Your answer should consist of the lines in the following data that contain "storm".

▸ EXERCISE DATA
★ ★ ★

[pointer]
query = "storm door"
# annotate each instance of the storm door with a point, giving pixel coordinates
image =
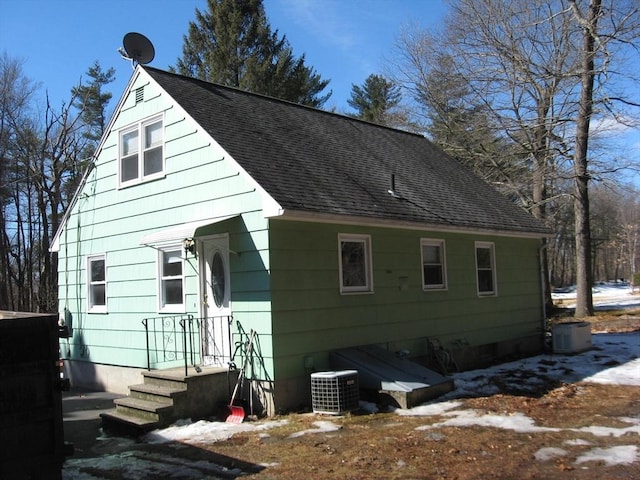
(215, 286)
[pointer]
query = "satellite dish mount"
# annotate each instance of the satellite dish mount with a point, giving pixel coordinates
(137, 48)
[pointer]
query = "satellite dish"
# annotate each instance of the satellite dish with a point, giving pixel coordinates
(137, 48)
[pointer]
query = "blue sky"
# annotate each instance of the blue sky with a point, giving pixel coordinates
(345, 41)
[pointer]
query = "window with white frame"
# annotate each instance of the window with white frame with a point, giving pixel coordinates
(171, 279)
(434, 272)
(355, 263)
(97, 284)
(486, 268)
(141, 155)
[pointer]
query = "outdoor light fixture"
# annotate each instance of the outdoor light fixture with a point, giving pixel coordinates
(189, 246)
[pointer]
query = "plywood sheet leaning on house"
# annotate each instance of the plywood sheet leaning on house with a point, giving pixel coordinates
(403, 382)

★ ★ ★

▸ EXERCISE RESPONSE
query = "storm door"
# annotate each instance of the storm door with a point, giving pixel coordinates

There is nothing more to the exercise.